Instructions for the task: Nothing but the records beneath, reproduced exactly, should appear in the answer.

:: Data for analysis

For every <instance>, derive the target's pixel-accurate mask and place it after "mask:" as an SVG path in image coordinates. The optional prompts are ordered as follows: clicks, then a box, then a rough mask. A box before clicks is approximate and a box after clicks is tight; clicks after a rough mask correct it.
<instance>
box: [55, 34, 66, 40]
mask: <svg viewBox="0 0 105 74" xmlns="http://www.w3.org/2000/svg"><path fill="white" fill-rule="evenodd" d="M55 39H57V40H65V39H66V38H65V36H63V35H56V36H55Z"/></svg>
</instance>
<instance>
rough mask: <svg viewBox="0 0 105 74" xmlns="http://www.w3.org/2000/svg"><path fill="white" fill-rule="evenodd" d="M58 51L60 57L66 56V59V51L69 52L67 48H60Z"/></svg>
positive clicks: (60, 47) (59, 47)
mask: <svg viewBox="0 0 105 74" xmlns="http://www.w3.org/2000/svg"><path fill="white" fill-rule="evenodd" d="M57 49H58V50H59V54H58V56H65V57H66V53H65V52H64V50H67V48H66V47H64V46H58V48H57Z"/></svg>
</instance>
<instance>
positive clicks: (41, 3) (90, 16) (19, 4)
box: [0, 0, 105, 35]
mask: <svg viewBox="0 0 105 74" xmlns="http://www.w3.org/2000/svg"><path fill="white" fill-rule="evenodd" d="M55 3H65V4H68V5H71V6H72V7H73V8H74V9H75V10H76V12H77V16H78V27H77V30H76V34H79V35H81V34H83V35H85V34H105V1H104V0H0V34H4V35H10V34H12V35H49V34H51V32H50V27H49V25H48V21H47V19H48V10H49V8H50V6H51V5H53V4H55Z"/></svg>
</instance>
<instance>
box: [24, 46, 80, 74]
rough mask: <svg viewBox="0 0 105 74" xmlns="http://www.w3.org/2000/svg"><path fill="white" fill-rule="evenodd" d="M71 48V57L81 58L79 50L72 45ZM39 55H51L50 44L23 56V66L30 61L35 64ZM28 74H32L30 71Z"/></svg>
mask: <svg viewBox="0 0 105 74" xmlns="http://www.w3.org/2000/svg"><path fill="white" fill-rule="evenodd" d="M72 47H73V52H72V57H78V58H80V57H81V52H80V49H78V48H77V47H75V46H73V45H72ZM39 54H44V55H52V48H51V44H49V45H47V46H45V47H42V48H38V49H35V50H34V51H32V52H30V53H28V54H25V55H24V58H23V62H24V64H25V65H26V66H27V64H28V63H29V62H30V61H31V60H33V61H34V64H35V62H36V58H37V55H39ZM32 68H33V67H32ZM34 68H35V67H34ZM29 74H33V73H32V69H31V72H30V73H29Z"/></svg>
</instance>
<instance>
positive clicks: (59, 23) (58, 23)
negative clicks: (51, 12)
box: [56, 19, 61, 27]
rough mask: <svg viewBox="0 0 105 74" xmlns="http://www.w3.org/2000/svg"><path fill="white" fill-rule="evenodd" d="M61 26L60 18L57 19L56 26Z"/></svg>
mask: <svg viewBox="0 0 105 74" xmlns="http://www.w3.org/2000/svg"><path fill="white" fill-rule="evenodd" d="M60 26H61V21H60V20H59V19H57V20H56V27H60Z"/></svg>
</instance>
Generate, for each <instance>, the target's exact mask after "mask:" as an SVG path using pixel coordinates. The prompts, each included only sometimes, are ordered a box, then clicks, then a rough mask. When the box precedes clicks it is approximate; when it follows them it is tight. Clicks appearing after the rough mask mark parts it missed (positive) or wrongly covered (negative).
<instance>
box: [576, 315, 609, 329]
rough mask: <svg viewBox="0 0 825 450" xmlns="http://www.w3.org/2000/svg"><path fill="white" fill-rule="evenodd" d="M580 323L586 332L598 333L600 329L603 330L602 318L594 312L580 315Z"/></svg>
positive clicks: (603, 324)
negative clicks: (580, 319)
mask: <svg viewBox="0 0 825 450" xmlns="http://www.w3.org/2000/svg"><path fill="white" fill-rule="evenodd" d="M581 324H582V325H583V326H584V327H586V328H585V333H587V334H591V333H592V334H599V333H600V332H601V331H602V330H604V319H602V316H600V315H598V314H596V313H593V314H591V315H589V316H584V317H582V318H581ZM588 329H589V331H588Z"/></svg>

::::

Answer for this exercise:
For every <instance>, derive the target's pixel-accurate mask and place it after "mask:" as an SVG path in image coordinates. The optional prompts are ordered as follows: clicks, then a box, then a rough mask. A box before clicks is approximate and a box after clicks is tight; clicks after a rough mask correct it.
<instance>
box: [55, 34, 66, 40]
mask: <svg viewBox="0 0 105 74" xmlns="http://www.w3.org/2000/svg"><path fill="white" fill-rule="evenodd" d="M55 39H57V40H65V39H66V38H65V36H63V35H56V36H55Z"/></svg>
</instance>
<instance>
rough mask: <svg viewBox="0 0 105 74" xmlns="http://www.w3.org/2000/svg"><path fill="white" fill-rule="evenodd" d="M58 51L60 57L66 56V59V51L69 52L67 48H60Z"/></svg>
positive clicks: (60, 47) (59, 47)
mask: <svg viewBox="0 0 105 74" xmlns="http://www.w3.org/2000/svg"><path fill="white" fill-rule="evenodd" d="M57 49H58V50H59V54H58V56H65V57H66V53H65V52H64V50H67V48H66V47H64V46H58V48H57Z"/></svg>
</instance>
<instance>
positive clicks: (41, 3) (90, 16) (19, 4)
box: [0, 0, 105, 35]
mask: <svg viewBox="0 0 105 74" xmlns="http://www.w3.org/2000/svg"><path fill="white" fill-rule="evenodd" d="M55 3H65V4H68V5H71V6H72V7H73V8H74V9H75V10H76V12H77V16H78V27H77V30H76V34H79V35H81V34H83V35H85V34H105V1H104V0H0V34H4V35H10V34H12V35H49V34H51V32H50V27H49V25H48V21H47V19H48V10H49V8H50V6H51V5H53V4H55Z"/></svg>
</instance>
<instance>
box: [24, 46, 80, 74]
rough mask: <svg viewBox="0 0 105 74" xmlns="http://www.w3.org/2000/svg"><path fill="white" fill-rule="evenodd" d="M71 48V57L81 58L79 50L72 45ZM39 55H51L50 44L23 56V66L30 61L35 64ZM28 74H32L30 71Z"/></svg>
mask: <svg viewBox="0 0 105 74" xmlns="http://www.w3.org/2000/svg"><path fill="white" fill-rule="evenodd" d="M72 47H73V52H72V57H78V58H80V57H81V52H80V49H78V48H77V47H75V46H73V45H72ZM39 54H44V55H52V48H51V44H49V45H47V46H45V47H42V48H38V49H35V50H34V51H32V52H30V53H28V54H25V55H24V58H23V62H24V64H25V65H26V66H27V64H28V63H29V62H30V61H31V60H33V61H34V64H35V62H36V58H37V55H39ZM32 68H33V67H32ZM34 68H35V67H34ZM29 74H33V73H32V69H31V72H30V73H29Z"/></svg>
</instance>
<instance>
positive clicks: (59, 23) (58, 23)
negative clicks: (51, 12)
box: [56, 19, 61, 27]
rough mask: <svg viewBox="0 0 105 74" xmlns="http://www.w3.org/2000/svg"><path fill="white" fill-rule="evenodd" d="M61 26L60 18L57 19L56 26Z"/></svg>
mask: <svg viewBox="0 0 105 74" xmlns="http://www.w3.org/2000/svg"><path fill="white" fill-rule="evenodd" d="M60 26H61V21H60V20H59V19H57V20H56V27H60Z"/></svg>
</instance>
Generate, for each <instance>, the target's exact mask after "mask:" as an SVG path using pixel coordinates. The prompts, each included only sometimes, are ordered a box, then clicks, then a rough mask. When the box precedes clicks it is approximate; when it follows them it is tight. Clicks appearing after the rough mask mark parts it missed (positive) or wrongly covered (negative).
<instance>
box: [576, 315, 609, 329]
rough mask: <svg viewBox="0 0 825 450" xmlns="http://www.w3.org/2000/svg"><path fill="white" fill-rule="evenodd" d="M580 323L586 332L598 333L600 329L603 330L602 318L594 312L580 315Z"/></svg>
positive clicks: (603, 324)
negative clicks: (580, 319)
mask: <svg viewBox="0 0 825 450" xmlns="http://www.w3.org/2000/svg"><path fill="white" fill-rule="evenodd" d="M581 324H582V325H583V326H584V327H586V328H585V333H587V334H591V333H592V334H599V333H600V332H601V331H602V330H604V319H602V316H600V315H598V314H596V313H593V314H591V315H589V316H584V317H582V318H581ZM588 329H589V331H588Z"/></svg>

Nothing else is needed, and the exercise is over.